## Work instructions
Output all of the entries below precisely as written.
● ● ●
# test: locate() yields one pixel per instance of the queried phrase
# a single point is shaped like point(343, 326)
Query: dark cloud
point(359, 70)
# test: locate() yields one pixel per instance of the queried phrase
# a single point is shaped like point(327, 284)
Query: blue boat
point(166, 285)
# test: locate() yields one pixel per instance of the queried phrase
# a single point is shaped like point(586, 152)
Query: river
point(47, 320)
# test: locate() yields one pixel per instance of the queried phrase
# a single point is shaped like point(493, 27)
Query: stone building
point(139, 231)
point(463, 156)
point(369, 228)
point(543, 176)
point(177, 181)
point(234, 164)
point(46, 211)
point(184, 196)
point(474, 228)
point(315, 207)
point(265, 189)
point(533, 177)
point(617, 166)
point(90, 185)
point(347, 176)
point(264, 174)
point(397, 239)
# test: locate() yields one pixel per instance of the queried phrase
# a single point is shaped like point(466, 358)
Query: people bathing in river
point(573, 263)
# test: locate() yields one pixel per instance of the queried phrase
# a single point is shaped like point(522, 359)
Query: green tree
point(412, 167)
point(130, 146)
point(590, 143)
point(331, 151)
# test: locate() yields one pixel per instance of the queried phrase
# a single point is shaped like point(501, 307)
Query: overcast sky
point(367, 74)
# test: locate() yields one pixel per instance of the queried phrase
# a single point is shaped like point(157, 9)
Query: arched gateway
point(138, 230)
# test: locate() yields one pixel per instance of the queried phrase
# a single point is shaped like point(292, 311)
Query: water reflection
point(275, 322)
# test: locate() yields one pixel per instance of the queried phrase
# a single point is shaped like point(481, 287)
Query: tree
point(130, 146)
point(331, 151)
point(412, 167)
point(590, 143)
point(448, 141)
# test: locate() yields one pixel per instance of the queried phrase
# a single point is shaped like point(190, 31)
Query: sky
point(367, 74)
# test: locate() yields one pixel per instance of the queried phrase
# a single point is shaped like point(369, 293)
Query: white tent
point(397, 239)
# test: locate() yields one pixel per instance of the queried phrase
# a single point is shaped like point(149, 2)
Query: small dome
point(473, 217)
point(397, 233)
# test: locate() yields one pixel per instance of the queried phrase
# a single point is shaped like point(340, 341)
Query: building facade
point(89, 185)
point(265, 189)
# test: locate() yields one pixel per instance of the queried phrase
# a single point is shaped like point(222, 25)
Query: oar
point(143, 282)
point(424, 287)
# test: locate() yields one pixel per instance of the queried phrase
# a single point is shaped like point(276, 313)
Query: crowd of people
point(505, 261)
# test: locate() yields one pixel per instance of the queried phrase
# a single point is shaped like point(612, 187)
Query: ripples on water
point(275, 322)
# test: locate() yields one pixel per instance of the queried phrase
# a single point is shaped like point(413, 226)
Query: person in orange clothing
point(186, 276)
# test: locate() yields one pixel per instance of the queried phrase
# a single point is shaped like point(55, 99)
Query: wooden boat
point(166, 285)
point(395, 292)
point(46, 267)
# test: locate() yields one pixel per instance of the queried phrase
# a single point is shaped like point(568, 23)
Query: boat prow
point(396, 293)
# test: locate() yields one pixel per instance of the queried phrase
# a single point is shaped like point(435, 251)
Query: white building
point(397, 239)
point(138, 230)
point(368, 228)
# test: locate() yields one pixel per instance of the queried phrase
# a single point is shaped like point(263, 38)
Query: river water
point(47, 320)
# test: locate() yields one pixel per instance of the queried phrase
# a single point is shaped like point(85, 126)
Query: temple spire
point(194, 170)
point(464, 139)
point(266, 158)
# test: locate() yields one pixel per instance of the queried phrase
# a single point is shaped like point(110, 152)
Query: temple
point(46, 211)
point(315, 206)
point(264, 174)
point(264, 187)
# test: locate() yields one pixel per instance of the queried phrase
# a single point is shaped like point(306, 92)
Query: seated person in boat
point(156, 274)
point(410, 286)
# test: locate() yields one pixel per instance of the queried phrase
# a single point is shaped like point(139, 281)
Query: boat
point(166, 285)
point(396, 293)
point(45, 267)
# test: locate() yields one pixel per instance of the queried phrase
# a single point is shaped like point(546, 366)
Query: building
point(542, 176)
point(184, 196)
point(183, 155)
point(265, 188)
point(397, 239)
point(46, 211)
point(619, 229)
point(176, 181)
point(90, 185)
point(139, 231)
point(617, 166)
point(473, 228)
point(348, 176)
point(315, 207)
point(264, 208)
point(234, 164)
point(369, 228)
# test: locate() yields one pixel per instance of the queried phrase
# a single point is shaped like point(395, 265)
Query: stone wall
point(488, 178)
● ● ●
## Worked answer
# test: locate() yields one pixel per instance of the queried phrase
# a single point is shaped like point(343, 326)
Query: dark cloud
point(359, 70)
# test: locate() yields one pixel per instance of the queried phrase
# a single point is shaped like point(327, 284)
Query: blue boat
point(166, 285)
# test: locate() yields one pixel per instance of the queried phrase
# a single point is shaped like point(586, 152)
Query: river
point(47, 320)
# test: locate() yields one pixel per instance of the queried phrase
# a single point is shaped like point(493, 27)
Query: stone building
point(139, 231)
point(463, 156)
point(369, 228)
point(543, 176)
point(177, 181)
point(234, 164)
point(46, 211)
point(184, 196)
point(474, 228)
point(315, 207)
point(265, 189)
point(533, 177)
point(617, 166)
point(90, 185)
point(347, 176)
point(264, 174)
point(397, 239)
# test: locate() yields one pixel per instance of the queried phrase
# a single point is shaped like point(466, 358)
Query: people bathing in river
point(573, 263)
# test: locate() yields one pixel per instance of the queried phrase
# a single point is shaped like point(522, 359)
Query: green tree
point(412, 167)
point(130, 146)
point(590, 143)
point(331, 151)
# test: locate() yields one pixel per instance of the queried phrase
# a single point is shaped like point(501, 307)
Query: overcast sky
point(367, 74)
# test: locate() yields one pixel per instance of the queried phrase
# a single point is shaped like point(157, 9)
Query: arched gateway
point(138, 230)
# test: locate() yields one pixel per instance of the queried phrase
# a single point is shaped like point(292, 311)
Query: water reflection
point(275, 322)
# test: locate() yields one pixel per instance of the queried phrase
# a single point is shaped like point(481, 287)
Query: tree
point(130, 146)
point(331, 151)
point(412, 167)
point(590, 143)
point(448, 141)
# test: locate() yields one pixel per instance of the queried phrase
# a single point is shaped like point(190, 31)
Query: sky
point(367, 74)
# test: locate() yields one pixel per instance of the queried phrase
# a single point is shaped like point(369, 293)
Query: white tent
point(397, 239)
# test: locate() yields one pixel per instance of the queried phrase
# a single point is shaped like point(149, 2)
Query: small dome
point(473, 217)
point(397, 233)
# test: locate() yields one pixel per instance of the queried phrase
# a single point is shaped like point(340, 341)
Query: building facade
point(89, 185)
point(265, 189)
# test: locate() yields one pixel per instance of the queried phrase
# a single point is shaped like point(222, 25)
Query: oar
point(143, 282)
point(424, 287)
# test: locate() yields one pixel per instance of the queried phrase
# a single point is shaped like point(276, 313)
Query: crowd of people
point(505, 261)
# test: locate() yields one pixel per instance of the queried phrase
# a single point is shaped like point(612, 187)
Query: ripples on water
point(275, 322)
# test: locate() yields one pixel per instance of the queried phrase
# a single point is shaped like point(413, 226)
Query: person in orange clothing
point(186, 276)
# test: locate() yields one pixel per instance of the queried phrase
# a single point is shaped like point(55, 99)
Query: wooden boat
point(166, 285)
point(395, 292)
point(46, 267)
# test: locate() yields one pixel per instance of the queried phrase
# a single point is shaped like point(568, 23)
Query: boat prow
point(396, 293)
# test: locate() yields one pixel per instance of the queried phrase
# a single point is shaped like point(435, 251)
Query: white building
point(397, 239)
point(138, 230)
point(368, 228)
# test: locate() yields one pixel per instance of the queried phrase
# a single point is shaped like point(263, 38)
Query: river water
point(47, 320)
# test: locate() yields one pixel per instance of the queried phrase
# a single point is shaped like point(85, 126)
Query: temple spire
point(194, 170)
point(464, 139)
point(266, 158)
# test: locate() yields one pixel per instance of the queried phrase
# a single point is shaped like point(110, 152)
Query: temple
point(46, 211)
point(315, 206)
point(264, 174)
point(264, 187)
# test: locate() yields one pixel per instance of the queried phrase
# a single point is shaped like point(306, 92)
Query: seated person in boat
point(156, 274)
point(410, 286)
# test: locate() yields one pixel per instance of the queried phrase
# a single point is shaped like point(139, 281)
Query: boat
point(166, 285)
point(396, 293)
point(45, 267)
# test: locate() yields one pixel per instance of the queried phrase
# a single point is shaped like point(546, 366)
Query: building
point(542, 176)
point(184, 196)
point(183, 155)
point(265, 188)
point(397, 239)
point(46, 211)
point(619, 229)
point(176, 181)
point(90, 185)
point(139, 231)
point(617, 166)
point(473, 228)
point(348, 176)
point(315, 207)
point(264, 208)
point(234, 164)
point(369, 228)
# test: locate() yields one pixel per instance of the queried phrase
# a single point is shaped like point(395, 265)
Query: stone wall
point(488, 178)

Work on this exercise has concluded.